> **EXERCISE BRIEF**
Repeat every entry exactly as it stands. Omit the images.

> **STORED DATA**
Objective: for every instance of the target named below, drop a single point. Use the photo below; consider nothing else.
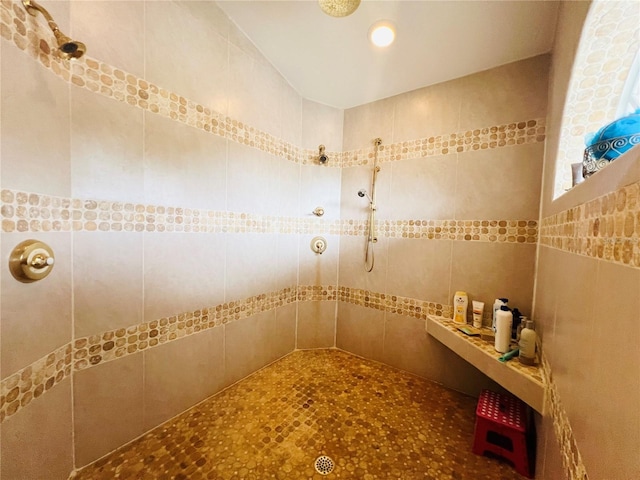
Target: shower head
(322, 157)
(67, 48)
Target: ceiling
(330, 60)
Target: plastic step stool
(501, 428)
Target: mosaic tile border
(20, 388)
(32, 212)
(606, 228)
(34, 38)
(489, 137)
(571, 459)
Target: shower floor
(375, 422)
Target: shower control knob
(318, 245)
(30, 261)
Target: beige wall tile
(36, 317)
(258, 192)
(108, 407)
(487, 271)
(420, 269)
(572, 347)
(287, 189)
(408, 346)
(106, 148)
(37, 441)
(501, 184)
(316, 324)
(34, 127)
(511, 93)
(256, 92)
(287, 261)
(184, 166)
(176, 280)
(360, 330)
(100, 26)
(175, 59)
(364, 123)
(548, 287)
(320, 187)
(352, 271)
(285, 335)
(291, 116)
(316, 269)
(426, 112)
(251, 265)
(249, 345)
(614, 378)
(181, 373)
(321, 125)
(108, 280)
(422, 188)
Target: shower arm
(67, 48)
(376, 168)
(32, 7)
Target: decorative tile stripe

> **SOLVED PROBLEM**
Objective: for every instance of the target named below, drop a single point. Use the photo below; consider nothing else.
Target: shower head
(322, 157)
(67, 48)
Target: ceiling
(330, 60)
Target: plastic step stool
(501, 428)
Target: mosaic tile border
(20, 388)
(32, 212)
(606, 228)
(34, 38)
(489, 137)
(571, 459)
Target: shower floor
(375, 422)
Target: shower control knob
(318, 245)
(30, 261)
Target: beige wall tile
(36, 317)
(258, 192)
(108, 407)
(487, 271)
(420, 269)
(572, 347)
(287, 189)
(408, 346)
(106, 148)
(37, 441)
(501, 184)
(316, 324)
(34, 127)
(511, 93)
(256, 92)
(287, 261)
(184, 166)
(176, 280)
(360, 330)
(100, 26)
(175, 59)
(364, 123)
(548, 287)
(320, 187)
(352, 271)
(285, 335)
(291, 116)
(316, 269)
(426, 112)
(251, 265)
(249, 345)
(614, 378)
(181, 373)
(321, 125)
(108, 280)
(422, 188)
Target: shower arm
(67, 48)
(376, 168)
(32, 7)
Target: decorative tile stripe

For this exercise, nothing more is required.